• _Goals_:
A. Answer each question from the piece on the ETS and CPRS, one answer per line, marked (i), (ii), (iii):
(i) What did Kevin Rudd campaign on in the lead-up to the 2007 election?
(ii) Who was blamed for not "selling" the CPRS well enough to the Australian people?
(iii) What did the incoming government settle on as its central and primary initiative for action on climate change?
B. Extend the piece on the ETS and CPRS, picking up after its final sentence.

• _Selection_:
►

The ETS and CPRS: Neoliberalism by any other name

by · April 14, 2011

A most curious thing happened that continues to shape mainstream political debate in this country. In the lead-up to the 2007 election Kevin Rudd campaigned strongly on winning a mandate for taking real action on climate change, skewering the inaction of the Howard Government as proof that it had failed on the “greatest moral challenge” of our age. Yet the incoming government also settled on an emissions trading scheme (ETS) as its central and primary initiative to achieve this action.

I’m sorry, what was that again? Yes, in order to deal with the catastrophic failure of global markets to account for and adequately address the questions of environmental pollution and climate change the ALP would introduce another market.


Any manner of arguments have since been made as to why the ETS did not get off the ground — at first it was all Malcolm and Tony’s fault for not implementing their agreement, later Penny Wong was to blame for not “selling” the CPRS well enough to the Australian people, the Greens for “irresponsibly” refusing to vote for it, and finally Kevin Rudd’s fault for moving ahead in Australia when the rest of the globe was not coming with us.

However it was not the efforts to locate a scapegoat that were most bizarre, it was that there was barely a whimper at the ridiculously inadequate nature of the ETS proposal itself. Not only was there insufficient evidence an ETS would result in the wide scale changes to behavior required to reverse climate change, but there was a substantial body of evidence that the extension of markets in the neoliberal era have singularly failed to offer protections or justice in the social arena (whether that be in relation to other environmental questions or areas such as poverty and health).

◄

• _Records_:

►

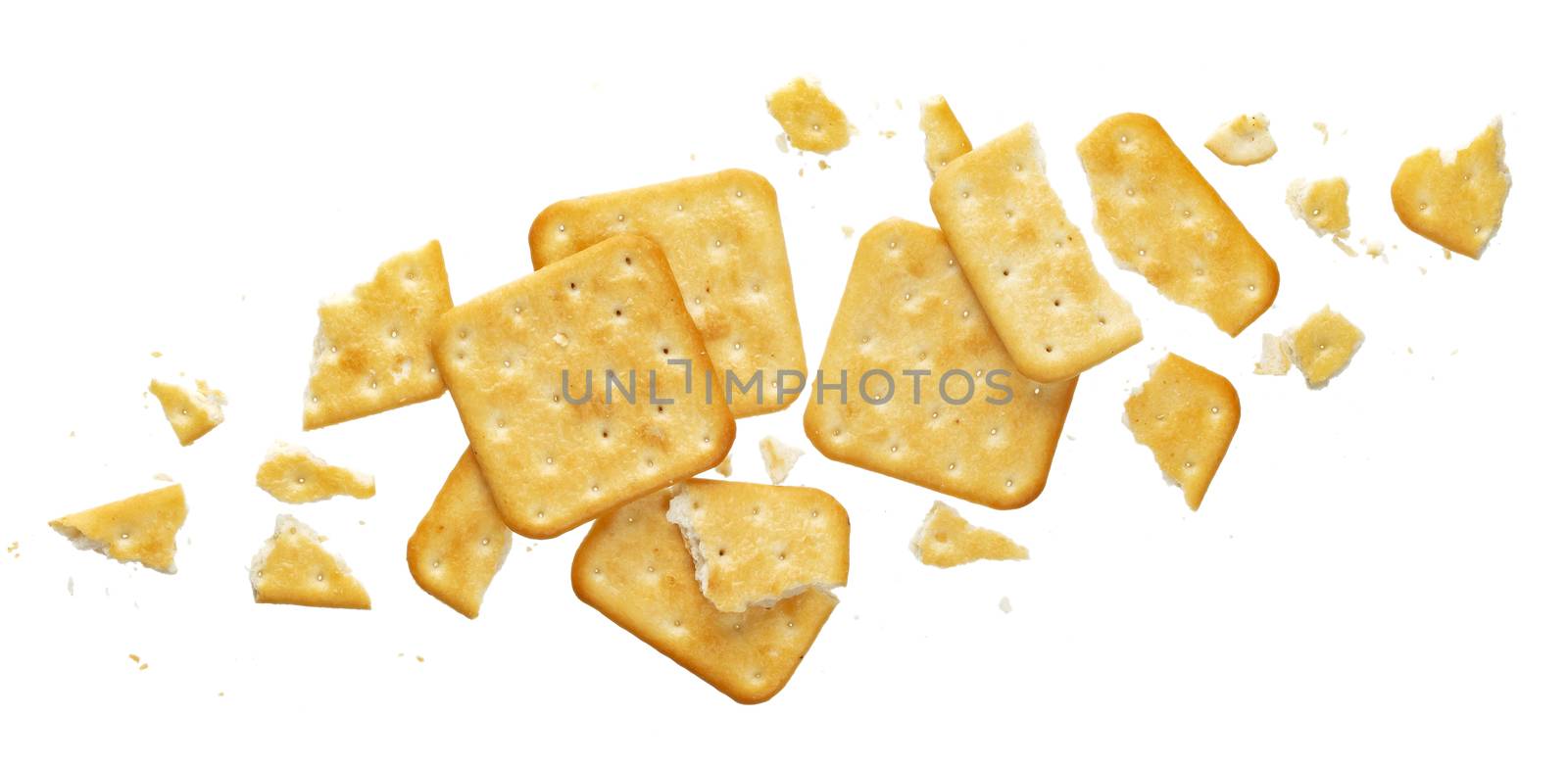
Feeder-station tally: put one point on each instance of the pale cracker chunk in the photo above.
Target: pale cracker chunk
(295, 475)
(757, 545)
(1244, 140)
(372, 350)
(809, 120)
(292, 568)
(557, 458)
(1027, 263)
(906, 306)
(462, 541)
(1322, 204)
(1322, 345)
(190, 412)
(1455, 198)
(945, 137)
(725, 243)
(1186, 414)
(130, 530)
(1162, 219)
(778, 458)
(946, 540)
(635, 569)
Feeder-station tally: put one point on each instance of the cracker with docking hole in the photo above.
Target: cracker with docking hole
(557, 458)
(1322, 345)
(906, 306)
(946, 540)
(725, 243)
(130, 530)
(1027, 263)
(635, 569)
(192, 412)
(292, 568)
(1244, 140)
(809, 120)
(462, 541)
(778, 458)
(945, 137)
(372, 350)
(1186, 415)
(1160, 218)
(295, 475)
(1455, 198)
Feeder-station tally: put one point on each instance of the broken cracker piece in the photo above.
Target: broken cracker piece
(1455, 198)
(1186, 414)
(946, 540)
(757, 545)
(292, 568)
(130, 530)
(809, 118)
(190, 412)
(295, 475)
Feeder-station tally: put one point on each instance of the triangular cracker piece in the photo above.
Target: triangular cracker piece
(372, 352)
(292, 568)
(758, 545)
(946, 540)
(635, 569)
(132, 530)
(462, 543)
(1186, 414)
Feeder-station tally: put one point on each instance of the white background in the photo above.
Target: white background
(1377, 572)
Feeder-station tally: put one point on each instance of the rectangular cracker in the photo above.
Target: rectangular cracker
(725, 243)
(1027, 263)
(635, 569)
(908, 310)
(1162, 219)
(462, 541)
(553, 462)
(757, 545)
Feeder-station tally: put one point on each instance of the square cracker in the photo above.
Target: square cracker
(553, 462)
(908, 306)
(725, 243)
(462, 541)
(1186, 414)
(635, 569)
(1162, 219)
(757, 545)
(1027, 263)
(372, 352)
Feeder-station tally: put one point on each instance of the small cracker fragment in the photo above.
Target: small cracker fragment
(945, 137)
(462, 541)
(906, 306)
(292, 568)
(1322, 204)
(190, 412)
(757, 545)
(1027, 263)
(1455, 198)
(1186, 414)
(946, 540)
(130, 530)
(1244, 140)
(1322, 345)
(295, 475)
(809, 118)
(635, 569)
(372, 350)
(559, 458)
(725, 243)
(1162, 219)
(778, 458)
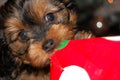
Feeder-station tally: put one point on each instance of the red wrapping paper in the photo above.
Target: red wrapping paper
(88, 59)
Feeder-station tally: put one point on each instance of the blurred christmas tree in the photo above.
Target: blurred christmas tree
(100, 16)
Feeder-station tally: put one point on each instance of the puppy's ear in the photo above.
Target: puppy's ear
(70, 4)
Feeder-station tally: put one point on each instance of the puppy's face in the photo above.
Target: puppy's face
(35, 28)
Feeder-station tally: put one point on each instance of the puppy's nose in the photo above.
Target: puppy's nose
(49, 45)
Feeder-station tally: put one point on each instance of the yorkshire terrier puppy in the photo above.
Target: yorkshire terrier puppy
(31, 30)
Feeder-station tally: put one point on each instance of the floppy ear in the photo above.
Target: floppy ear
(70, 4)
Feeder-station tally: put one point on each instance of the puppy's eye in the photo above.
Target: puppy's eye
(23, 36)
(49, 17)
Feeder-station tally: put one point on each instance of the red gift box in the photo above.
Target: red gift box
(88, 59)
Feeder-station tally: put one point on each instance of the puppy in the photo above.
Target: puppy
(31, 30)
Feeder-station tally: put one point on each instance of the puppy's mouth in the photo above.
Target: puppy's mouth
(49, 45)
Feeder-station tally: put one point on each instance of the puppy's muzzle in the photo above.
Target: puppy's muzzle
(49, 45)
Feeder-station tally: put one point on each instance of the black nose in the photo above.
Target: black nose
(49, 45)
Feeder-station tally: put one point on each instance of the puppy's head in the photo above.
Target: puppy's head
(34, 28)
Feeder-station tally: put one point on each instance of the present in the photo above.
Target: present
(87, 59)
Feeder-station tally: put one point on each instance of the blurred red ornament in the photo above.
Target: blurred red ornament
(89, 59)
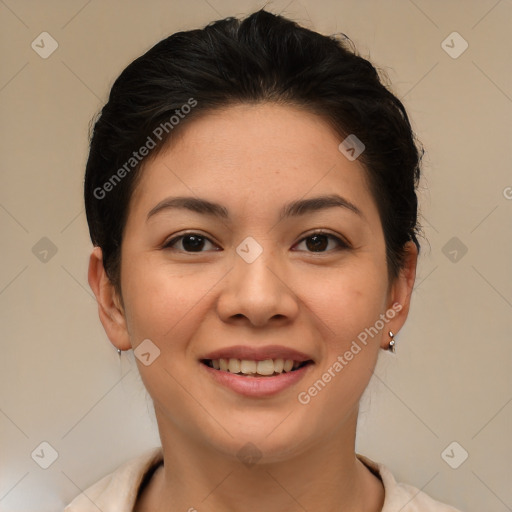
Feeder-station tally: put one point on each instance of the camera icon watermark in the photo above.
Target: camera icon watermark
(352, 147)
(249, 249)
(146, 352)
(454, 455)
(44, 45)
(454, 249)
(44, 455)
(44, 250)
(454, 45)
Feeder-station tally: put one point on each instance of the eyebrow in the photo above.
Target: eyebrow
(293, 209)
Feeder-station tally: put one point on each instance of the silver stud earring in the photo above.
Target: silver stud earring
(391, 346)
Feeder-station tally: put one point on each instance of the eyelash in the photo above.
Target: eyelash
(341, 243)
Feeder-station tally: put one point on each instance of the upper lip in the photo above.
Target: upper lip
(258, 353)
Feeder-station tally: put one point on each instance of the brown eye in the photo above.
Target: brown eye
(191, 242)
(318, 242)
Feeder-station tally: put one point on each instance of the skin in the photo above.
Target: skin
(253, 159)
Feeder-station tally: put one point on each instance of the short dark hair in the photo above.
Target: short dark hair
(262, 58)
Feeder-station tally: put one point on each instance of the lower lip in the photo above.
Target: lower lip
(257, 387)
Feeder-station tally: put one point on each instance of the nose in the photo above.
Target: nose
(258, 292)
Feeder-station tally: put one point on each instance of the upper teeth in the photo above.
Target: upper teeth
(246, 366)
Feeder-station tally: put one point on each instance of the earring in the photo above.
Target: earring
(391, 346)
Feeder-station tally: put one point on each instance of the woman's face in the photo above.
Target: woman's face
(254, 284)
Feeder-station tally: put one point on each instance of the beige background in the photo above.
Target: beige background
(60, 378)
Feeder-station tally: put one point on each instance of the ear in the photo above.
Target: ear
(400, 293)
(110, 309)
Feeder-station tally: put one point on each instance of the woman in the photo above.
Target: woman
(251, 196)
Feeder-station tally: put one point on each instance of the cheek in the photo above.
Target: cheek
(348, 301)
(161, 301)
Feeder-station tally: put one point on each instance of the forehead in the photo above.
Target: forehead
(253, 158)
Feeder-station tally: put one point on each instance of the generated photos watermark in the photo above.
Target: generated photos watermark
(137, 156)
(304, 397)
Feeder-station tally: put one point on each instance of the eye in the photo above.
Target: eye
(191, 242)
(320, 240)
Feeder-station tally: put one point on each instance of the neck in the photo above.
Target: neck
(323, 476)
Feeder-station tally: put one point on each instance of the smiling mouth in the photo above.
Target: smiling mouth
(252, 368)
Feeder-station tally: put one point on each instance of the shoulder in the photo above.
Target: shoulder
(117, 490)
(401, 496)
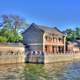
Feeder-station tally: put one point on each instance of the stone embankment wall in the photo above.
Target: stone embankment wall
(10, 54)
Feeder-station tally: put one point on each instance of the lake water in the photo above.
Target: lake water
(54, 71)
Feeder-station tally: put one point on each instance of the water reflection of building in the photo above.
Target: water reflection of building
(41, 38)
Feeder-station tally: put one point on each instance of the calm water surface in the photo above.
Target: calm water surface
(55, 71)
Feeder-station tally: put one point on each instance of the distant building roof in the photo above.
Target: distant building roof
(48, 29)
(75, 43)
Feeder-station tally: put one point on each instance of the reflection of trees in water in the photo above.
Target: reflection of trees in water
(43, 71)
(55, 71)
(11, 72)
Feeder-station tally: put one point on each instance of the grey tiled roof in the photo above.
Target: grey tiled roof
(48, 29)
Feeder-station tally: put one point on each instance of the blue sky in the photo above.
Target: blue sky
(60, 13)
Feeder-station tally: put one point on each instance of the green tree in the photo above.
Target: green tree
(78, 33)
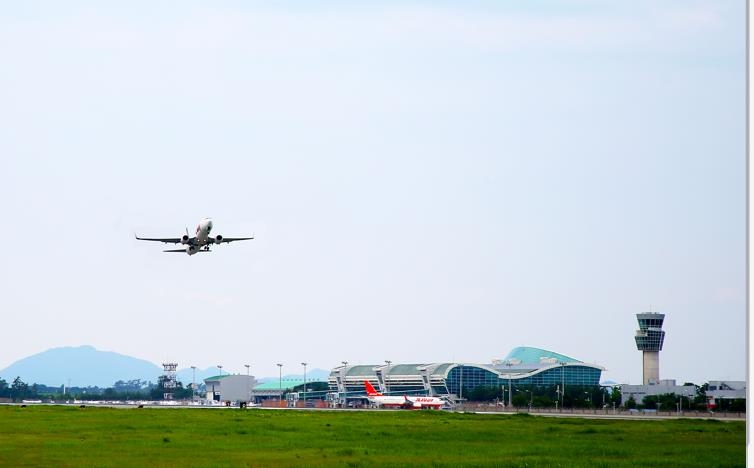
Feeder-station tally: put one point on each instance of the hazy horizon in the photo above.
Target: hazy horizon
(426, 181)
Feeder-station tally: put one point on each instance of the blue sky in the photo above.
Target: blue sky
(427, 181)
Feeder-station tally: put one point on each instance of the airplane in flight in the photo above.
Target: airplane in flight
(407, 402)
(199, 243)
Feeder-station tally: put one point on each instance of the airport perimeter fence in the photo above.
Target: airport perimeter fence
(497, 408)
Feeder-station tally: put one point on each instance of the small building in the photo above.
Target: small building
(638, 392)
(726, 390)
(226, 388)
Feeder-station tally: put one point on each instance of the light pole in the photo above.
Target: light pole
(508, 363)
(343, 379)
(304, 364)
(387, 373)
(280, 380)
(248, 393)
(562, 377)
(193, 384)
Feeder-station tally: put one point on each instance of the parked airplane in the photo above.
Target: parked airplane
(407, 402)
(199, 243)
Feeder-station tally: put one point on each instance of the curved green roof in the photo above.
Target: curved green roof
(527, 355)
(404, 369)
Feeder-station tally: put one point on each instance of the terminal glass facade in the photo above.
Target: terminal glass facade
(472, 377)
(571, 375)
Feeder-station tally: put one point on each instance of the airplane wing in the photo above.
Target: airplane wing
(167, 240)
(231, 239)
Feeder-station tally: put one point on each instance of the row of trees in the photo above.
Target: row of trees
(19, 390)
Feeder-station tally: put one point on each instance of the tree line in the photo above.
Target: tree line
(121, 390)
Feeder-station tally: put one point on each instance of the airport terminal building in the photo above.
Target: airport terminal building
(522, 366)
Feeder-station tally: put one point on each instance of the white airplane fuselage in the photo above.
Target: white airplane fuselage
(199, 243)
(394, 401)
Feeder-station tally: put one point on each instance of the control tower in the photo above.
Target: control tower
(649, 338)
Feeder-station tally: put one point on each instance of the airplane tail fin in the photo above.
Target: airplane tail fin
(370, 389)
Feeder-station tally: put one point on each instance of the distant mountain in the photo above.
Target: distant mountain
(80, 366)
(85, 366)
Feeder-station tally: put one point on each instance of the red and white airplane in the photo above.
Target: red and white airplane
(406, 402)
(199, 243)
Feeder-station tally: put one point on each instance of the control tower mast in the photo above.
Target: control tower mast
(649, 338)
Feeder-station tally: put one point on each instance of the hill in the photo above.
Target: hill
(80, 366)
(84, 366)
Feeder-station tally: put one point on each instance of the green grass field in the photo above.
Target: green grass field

◄

• _Outputs for the tasks_:
A.
(i) Winning a mandate for taking real action on climate change.
(ii) Penny Wong.
(iii) An emissions trading scheme (ETS).

B.
More worryingly, many of the same organisations and individuals who were only a decade ago involved in a global movement in rejection of the market as the appropriate mechanism for ensuring global equity, were now at the forefront of arguing for the adoption of an ETS (or more recently Gillard’s interim carbon price).

Only a brave few have been willing to say that markets would not be the solution to the climate change crisis, and it has taken enormous strength for those bodies (like Friends of the Earth) to go against the mainstream environment groups to argue that a way must be found that does not settle for the false hope of market based mechanisms.

But didn’t we reject this neoliberal thing?

I used to think these kids talking about the environment were just wingnuts. Now I think they are part of the big ‘us’, the us that’s going to have to change the world.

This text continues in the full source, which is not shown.